#### PROMPT
Print every entry exactly as written.
##### MATERIAL TO PROCESS #####
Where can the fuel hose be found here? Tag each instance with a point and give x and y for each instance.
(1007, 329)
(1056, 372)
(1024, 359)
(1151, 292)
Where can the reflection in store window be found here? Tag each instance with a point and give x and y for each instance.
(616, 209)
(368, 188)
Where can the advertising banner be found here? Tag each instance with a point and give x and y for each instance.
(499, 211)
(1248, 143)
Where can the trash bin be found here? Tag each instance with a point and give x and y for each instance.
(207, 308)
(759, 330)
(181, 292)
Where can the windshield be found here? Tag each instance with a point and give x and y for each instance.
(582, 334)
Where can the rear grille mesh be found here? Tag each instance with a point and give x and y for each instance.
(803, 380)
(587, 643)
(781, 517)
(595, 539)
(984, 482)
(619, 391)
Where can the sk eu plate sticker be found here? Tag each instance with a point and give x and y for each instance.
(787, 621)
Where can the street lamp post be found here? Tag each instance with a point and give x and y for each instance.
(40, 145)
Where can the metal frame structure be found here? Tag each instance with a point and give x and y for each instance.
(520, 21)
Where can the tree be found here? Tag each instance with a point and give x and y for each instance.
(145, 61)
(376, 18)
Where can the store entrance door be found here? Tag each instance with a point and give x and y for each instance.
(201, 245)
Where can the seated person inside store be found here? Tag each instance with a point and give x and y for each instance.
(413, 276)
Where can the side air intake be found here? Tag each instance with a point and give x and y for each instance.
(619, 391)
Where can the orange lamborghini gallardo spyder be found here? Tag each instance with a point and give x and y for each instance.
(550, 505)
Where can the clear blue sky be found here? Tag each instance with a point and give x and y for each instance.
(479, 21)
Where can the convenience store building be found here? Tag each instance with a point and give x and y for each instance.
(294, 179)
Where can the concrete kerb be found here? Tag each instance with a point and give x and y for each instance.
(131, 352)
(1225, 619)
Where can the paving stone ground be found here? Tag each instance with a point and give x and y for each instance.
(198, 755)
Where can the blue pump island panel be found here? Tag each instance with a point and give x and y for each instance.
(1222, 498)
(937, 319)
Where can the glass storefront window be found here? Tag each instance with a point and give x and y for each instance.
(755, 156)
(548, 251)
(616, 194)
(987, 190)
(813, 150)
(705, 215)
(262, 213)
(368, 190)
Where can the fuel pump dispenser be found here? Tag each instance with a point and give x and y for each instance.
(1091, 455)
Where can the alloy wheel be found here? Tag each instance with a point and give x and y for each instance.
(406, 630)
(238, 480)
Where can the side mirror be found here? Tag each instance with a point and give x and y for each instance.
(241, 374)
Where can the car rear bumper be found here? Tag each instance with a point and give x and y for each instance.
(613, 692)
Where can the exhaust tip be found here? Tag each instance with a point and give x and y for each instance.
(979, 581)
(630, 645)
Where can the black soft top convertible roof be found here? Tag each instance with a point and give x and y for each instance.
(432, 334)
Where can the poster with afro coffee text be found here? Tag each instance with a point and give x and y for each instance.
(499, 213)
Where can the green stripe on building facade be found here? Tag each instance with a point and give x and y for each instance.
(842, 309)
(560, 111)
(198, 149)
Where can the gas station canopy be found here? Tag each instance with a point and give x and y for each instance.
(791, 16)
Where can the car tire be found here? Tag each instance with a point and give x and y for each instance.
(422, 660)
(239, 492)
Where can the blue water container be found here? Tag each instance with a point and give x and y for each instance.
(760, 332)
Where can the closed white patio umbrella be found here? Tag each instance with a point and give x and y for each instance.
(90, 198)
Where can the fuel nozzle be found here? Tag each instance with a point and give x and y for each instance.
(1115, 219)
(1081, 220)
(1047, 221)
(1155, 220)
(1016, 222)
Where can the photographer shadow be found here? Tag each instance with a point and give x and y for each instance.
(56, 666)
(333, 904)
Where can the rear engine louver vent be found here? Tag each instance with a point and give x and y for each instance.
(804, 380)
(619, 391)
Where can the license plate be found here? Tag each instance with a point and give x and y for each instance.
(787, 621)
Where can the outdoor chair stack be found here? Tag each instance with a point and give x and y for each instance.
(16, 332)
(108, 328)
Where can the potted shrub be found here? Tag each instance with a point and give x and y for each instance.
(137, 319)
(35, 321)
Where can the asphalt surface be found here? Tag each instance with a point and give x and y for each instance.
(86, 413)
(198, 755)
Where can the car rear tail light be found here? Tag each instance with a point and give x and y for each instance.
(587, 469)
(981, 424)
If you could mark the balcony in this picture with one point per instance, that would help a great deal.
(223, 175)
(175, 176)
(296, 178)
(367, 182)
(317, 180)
#####
#### CORRECT ANSWER
Where can the fuel hose be found here? Tag each instance with a point and give x and y for each instance.
(1007, 329)
(1056, 372)
(1024, 359)
(1151, 292)
Where can the reflection in store window be found here? Tag each instance with a point and give x and y for each instance.
(616, 209)
(368, 188)
Where can the advertising banner be found here? Tag each instance with a point and give x and y for each instance.
(499, 211)
(1248, 143)
Where can the trash bin be found here? Tag each instance with a point and give x and y for each instance.
(207, 308)
(759, 330)
(181, 292)
Where can the windshield be found here? Tag each instance with a point and give x and y for each instance.
(582, 334)
Where can the rear grille mesh be found here? Tag each instance with a point and give x and y for each instance.
(803, 380)
(587, 643)
(781, 517)
(595, 539)
(984, 482)
(619, 391)
Where can the sk eu plate sticker be found here? Tag each instance with a point and give x and y for each instance.
(787, 621)
Where can the street lamp post be found here? Tag each instance with a point and give x and y for each instance.
(40, 145)
Where can the metal frame structure be found here? Tag each instance with a point and give x and y for each instance.
(520, 21)
Where can the tree be found here? Tag each instance with a point and give x and y for each instance.
(145, 61)
(376, 18)
Where can the store entrance door be found here? Tag each instance with a point and give x and y for each instance.
(201, 245)
Where can the seated person inside store be found here? Tag each instance with a point and give x and y for each instance.
(413, 276)
Where can the side air intake be found here? Tag each instance with a point and give x and y for each instance.
(619, 391)
Where can the orange lamborghini gallardo spyder be found here? Tag each instance with a point and give x and y for each instance.
(550, 505)
Where can the clear blue sky be found here? Tag each instance with a point and give x and y for each instance.
(479, 21)
Where can the convenience store building be found here? Tag each instance with a point and give x and y for each instance.
(294, 179)
Where can the concrete kerb be found here? Tag each instance with a point and give x and y for each instance.
(131, 352)
(1225, 619)
Where can the paving stone ground be found here? Tag each instance with a point and give x and y for each instance.
(198, 755)
Where can the blue pump island panel be found here? Tag each instance with a point and give x and y for each instance.
(1222, 498)
(937, 319)
Where can the glass storefront window be found here? Tag each instance with a point and give x and y for each instance.
(755, 156)
(548, 251)
(616, 194)
(987, 190)
(813, 150)
(705, 215)
(262, 213)
(368, 190)
Where can the fuel pump dispenser be found here? Tag each instance with a point and give x and y for each instance.
(1091, 455)
Where can the alloy wheel be found here? Tag each instance with a point and give x and y for each instance.
(406, 630)
(238, 480)
Where can the side mirror be found here? Tag each instance with a point and give x and y for each instance.
(241, 374)
Where can the car rear bumper be found here? Tag each instance with a point and give x and y for each instance.
(613, 692)
Where can the exhaust tip be found here? Tag each instance with a point and give x and y for each instance.
(979, 581)
(630, 645)
Where can the black soft top convertible roof be found here? Tag each instance with a point and give x and y for each instance.
(432, 334)
Where can the poster with afro coffee text be found here? Tag each instance with a point and give x and y for each instance.
(499, 213)
Where can the green stripe on building facade be found here? Tag each instance with a point and give x and y for each instance.
(842, 309)
(560, 111)
(198, 149)
Where can the gas station canopy be found here? Tag each instance with a point and give x and y for each instance.
(791, 16)
Where can the car tire be found here? Tag each instance with a point and give x and y for each instance.
(422, 660)
(239, 492)
Where can the blue water container be found here? Tag each instance with a point and give x and y for each instance.
(760, 332)
Where can the closed white patio umbrella be found here? Tag each instance with a point and give x and y for each instance.
(90, 198)
Where can the fuel nozzle be found here? Tag each instance with a point and give x and y for each instance.
(1115, 219)
(1081, 220)
(1047, 221)
(1155, 220)
(1016, 222)
Where can the photographer shadow be found here? Tag each instance with a point and give x and y for each instance.
(56, 666)
(333, 904)
Where can the rear engine louver vent be found here? Tag each instance with a point and give x and y for each instance.
(804, 380)
(619, 391)
Where can the license plate be found here? Tag each instance with a point and give x and y for each instance.
(787, 621)
Where can the outdoor chair stack be found here? Tag each instance with a point and give x and y for each instance.
(16, 332)
(108, 328)
Where can the potted shrub be found here? Tag each instance with a point and give x and y for each instance.
(137, 319)
(35, 321)
Where can the asphalt surface be found here? Tag each instance with a point and give x and y for each instance.
(86, 413)
(198, 755)
Where can the car rear tail light be found here? Tag each instance with a point and give x and y for each instance.
(587, 469)
(981, 424)
If you could mark the balcony in this picture with one point per instance, that would help a great deal.
(223, 175)
(175, 176)
(296, 178)
(367, 182)
(317, 180)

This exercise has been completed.